* _YOUR GOAL_:
Find "Roadside-survey request: point out the pier in" in the data below; transcribe the line it appears on and each line after it, exactly, to the end, and nothing else.

Point labeling examples
↓↓↓
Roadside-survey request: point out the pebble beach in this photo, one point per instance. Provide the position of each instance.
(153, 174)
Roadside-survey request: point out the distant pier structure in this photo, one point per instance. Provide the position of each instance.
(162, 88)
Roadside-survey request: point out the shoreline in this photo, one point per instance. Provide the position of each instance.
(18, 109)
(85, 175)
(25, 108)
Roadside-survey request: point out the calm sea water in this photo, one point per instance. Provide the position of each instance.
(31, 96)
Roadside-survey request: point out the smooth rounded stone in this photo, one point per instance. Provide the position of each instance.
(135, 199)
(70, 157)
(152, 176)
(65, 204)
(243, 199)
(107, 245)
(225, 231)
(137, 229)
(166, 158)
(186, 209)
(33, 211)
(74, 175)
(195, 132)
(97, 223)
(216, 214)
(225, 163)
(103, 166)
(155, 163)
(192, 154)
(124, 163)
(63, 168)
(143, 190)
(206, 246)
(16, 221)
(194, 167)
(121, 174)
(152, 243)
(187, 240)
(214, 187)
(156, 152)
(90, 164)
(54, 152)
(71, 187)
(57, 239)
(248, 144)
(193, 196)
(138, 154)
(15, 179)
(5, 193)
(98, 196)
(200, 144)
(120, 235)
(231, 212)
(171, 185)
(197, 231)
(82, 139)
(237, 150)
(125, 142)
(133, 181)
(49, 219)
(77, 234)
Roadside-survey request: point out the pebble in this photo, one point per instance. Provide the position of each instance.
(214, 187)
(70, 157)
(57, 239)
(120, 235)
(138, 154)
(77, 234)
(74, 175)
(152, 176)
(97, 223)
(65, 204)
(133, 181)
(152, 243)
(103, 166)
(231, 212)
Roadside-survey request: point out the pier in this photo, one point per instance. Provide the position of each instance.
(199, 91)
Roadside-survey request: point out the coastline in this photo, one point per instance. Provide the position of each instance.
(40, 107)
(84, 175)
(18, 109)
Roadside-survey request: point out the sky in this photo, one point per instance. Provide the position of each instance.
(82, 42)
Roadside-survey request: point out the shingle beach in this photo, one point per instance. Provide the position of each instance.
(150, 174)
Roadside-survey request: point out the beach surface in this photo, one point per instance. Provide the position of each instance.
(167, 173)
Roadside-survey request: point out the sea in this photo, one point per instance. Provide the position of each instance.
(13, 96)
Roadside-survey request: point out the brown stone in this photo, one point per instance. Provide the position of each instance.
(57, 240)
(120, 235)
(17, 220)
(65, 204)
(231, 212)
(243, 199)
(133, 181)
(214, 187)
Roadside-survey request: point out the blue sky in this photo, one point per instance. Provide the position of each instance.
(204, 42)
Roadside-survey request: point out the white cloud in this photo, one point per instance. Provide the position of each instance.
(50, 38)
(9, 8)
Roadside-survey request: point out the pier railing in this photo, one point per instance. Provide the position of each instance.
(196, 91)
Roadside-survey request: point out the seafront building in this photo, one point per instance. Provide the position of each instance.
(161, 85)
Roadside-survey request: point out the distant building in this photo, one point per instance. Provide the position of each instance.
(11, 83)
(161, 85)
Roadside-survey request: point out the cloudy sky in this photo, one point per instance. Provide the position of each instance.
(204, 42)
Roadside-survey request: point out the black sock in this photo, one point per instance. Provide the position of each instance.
↑↑↑
* _COMPLETE ANSWER_:
Roadside-survey request: point out the pier in this photo, one point per instance. Provide the position of each instance.
(199, 91)
Roadside-survey request: point out the coastline in this photo, one point per instance. Provide the position of each instance.
(40, 107)
(84, 175)
(18, 109)
Roadside-survey request: point out the sky in this photo, one point per instance. Provide the position of each instance.
(82, 42)
Roadside-survey request: point out the shingle beach in this photo, one point per instance. Provide the position of each instance.
(150, 174)
Roadside-survey request: point out the beach surface in this photo, one point per instance. Provide the position of each instance.
(167, 173)
Roadside-survey request: point out the sea in this photo, one point per instance. Provide the position of each instance.
(13, 96)
Roadside-survey request: point out the brown stone in this photo, one point per instance. Provide the position of each instance.
(57, 240)
(120, 235)
(17, 220)
(65, 204)
(231, 212)
(243, 199)
(133, 181)
(214, 187)
Roadside-survey request: point out the blue sky in this photo, one point per instance. Provide the position of each instance.
(204, 42)
Roadside-survey request: point out the white cloud in this photo, one point per instance. Provide the position of each instance.
(50, 38)
(9, 8)
Roadside-survey request: point out the pier railing in this photo, one point per instance. Provide the position of each instance.
(196, 91)
Roadside-survey request: point out the seafront building in this photo, one point per instance. Provide the position of each instance.
(161, 85)
Roadside-survey request: point out the distant building in this photo, one point per instance. Provide the position of each instance.
(11, 83)
(161, 85)
Roadside-survey request: point out the cloudy sky in this photo, one point per instance. Provide the position of each instance.
(204, 42)
Roadside-survey request: point out the black sock in this photo, one point per instance. Provide the position of each instance.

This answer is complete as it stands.